** Exercise directions **
Your answer must be an exact copy of the entries below, with every picture removed.

-- -- --

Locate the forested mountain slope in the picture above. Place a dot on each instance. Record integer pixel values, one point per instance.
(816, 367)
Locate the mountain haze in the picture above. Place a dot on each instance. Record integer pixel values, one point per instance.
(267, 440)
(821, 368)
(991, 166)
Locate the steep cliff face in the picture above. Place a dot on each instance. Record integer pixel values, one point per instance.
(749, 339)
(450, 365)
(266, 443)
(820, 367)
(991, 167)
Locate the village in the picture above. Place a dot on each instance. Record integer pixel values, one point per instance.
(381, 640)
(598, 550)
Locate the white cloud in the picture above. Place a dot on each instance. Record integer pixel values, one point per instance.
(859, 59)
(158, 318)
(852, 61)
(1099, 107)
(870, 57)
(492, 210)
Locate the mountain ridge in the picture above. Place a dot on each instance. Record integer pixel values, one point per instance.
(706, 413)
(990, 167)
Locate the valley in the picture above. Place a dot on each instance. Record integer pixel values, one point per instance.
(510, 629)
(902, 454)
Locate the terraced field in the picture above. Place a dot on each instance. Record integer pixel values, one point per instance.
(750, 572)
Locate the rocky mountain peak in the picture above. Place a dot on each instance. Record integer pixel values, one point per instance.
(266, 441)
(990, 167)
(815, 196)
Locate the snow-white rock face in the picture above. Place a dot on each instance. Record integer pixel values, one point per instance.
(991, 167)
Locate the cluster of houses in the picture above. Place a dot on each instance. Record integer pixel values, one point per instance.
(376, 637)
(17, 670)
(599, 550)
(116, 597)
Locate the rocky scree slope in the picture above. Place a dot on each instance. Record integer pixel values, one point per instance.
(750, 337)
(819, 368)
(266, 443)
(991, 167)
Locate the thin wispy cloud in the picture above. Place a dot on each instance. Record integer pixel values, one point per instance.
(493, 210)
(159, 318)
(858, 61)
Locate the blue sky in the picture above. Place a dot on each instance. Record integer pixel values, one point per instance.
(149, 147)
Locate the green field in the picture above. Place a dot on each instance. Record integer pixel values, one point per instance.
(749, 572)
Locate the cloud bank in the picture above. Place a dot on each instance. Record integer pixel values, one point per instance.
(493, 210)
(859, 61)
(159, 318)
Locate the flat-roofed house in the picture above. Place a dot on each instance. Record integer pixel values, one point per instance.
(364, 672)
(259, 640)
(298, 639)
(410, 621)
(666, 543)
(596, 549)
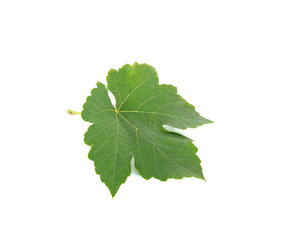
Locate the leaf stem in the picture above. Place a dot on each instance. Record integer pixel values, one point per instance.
(72, 112)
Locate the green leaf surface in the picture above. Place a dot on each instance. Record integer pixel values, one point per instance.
(134, 128)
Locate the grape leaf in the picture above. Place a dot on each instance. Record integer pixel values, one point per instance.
(134, 128)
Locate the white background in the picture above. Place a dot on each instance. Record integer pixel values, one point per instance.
(230, 59)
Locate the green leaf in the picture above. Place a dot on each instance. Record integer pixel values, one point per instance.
(134, 128)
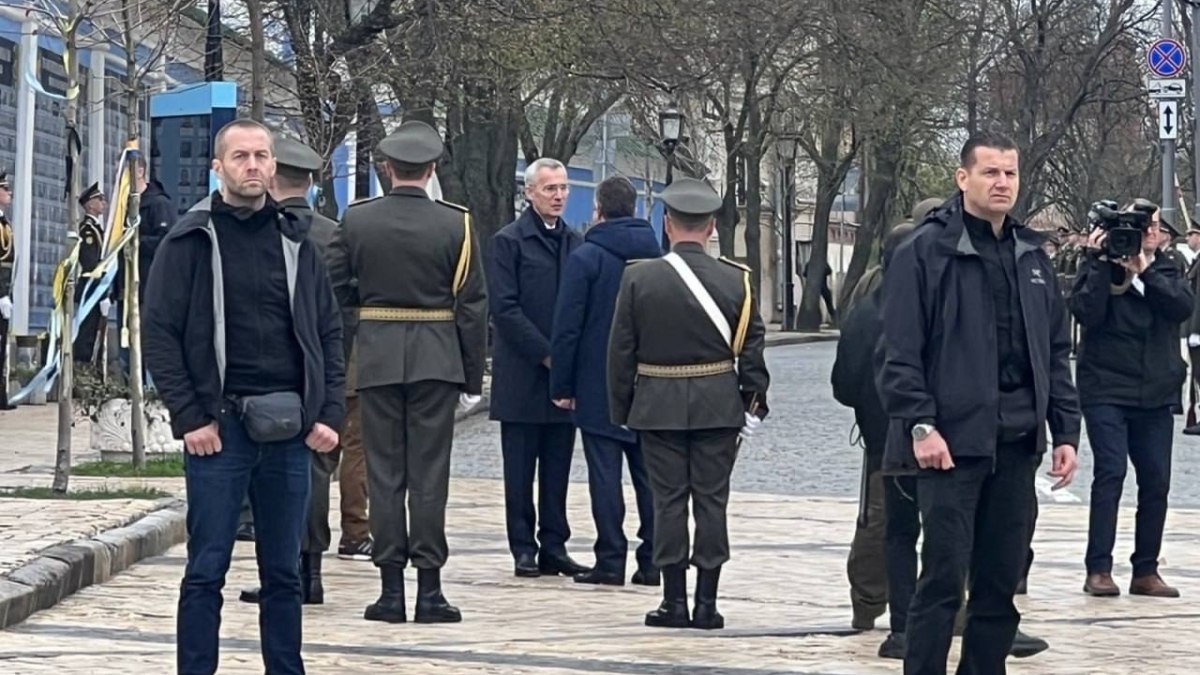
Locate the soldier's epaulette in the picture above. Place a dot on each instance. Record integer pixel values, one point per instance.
(453, 205)
(735, 263)
(364, 201)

-- -- --

** Solution to this problem **
Locate the forested mountain slope in the picture above. Place a dot on each instance. Record integer pixel values, one point per instance.
(816, 367)
Locate the mountain haze in the picture above. Place a dot on each instance. Record integer pixel values, one point per instance.
(267, 440)
(821, 368)
(991, 166)
Locate the steep cliff face in the picture above. Place a dot on each instance. Record integer pixel values, one point per instance.
(749, 339)
(450, 365)
(266, 443)
(820, 367)
(991, 167)
Locate the village in the picture above. Place a dot on each instance. Record integer pixel values, one point per instance.
(381, 640)
(598, 550)
Locate the white cloud in the picture above. Place a dot on each instance. Record integer pixel values, one point per instance.
(859, 59)
(158, 318)
(852, 61)
(1099, 107)
(870, 57)
(492, 210)
Locate the mountain ridge in the picture above. Place a dot on each instance. Record integer pixel values, one point per instance.
(706, 413)
(990, 167)
Locate the valley in the picture above. Place a dot on each instance. Record integer pixel values, one point per instance.
(510, 629)
(902, 454)
Locate the terraced field in the picture above. Place a dot on each instance. Record integer pixel values, one point per instance.
(750, 572)
Locate the rocky mountain peak in the picture above. Place a dot on each instance. Record integer pixel values, one point per instance.
(266, 441)
(990, 167)
(815, 196)
Locate the snow-white rock face in the picture above. Place a dot on each instance. Record integer pixel values, one point per instance.
(991, 167)
Locate the cluster of houses in the picture above. Place a dot on each instance. Record integer pixel values, one point per instance.
(376, 637)
(17, 670)
(599, 550)
(116, 597)
Locate the rocky scree slope in the picture above. Place a dot on each instance. Record integer pixel values, one point per instance.
(750, 337)
(819, 368)
(266, 443)
(991, 167)
Locate the thin wispy cloud in the picture above. Place a dot on each instance. Record integer pixel values, one point per instance.
(493, 210)
(159, 318)
(858, 61)
Locate the blue sky in the picture above. Place a dot on each instance. Record integer pixel values, one point per instance.
(149, 147)
Locate the green field in the picture above. Place a dot on each instance. Record integer pixel values, one point per instance.
(749, 572)
Locate the cloud bank in the picture above. Place a dot on each instance. Record integer pixel values, one point per instance.
(493, 210)
(859, 61)
(159, 318)
Locate the flat-roofed house in the picture above. Place a dot on each instance. Record integer pixel values, one point per instance.
(364, 672)
(259, 640)
(298, 639)
(410, 621)
(666, 543)
(596, 549)
Locate the leaf stem in the picture above. Place a dot on each instance. Record integer pixel values, one point per instance.
(72, 112)
Locate the green leaf surface in the picture above. Place a dot on each instance. Record integer pixel values, one point per instance.
(134, 128)
Locate the grape leaf in the picture above. Place a dot on each instance. Record integer pixel values, one point per instance.
(134, 128)
Locate the white background in the picture above. Place a dot on each instance. Record integer pixel values, one point per instance.
(230, 59)
Locate the green leaf in the picture above. Place a dot on each instance. Record integer pixel values, one point per instance.
(134, 128)
Locate the soldier's epaulette in the picture above. Place a dot on each instance. Record integer pixel values, one point per instance.
(453, 205)
(735, 263)
(364, 201)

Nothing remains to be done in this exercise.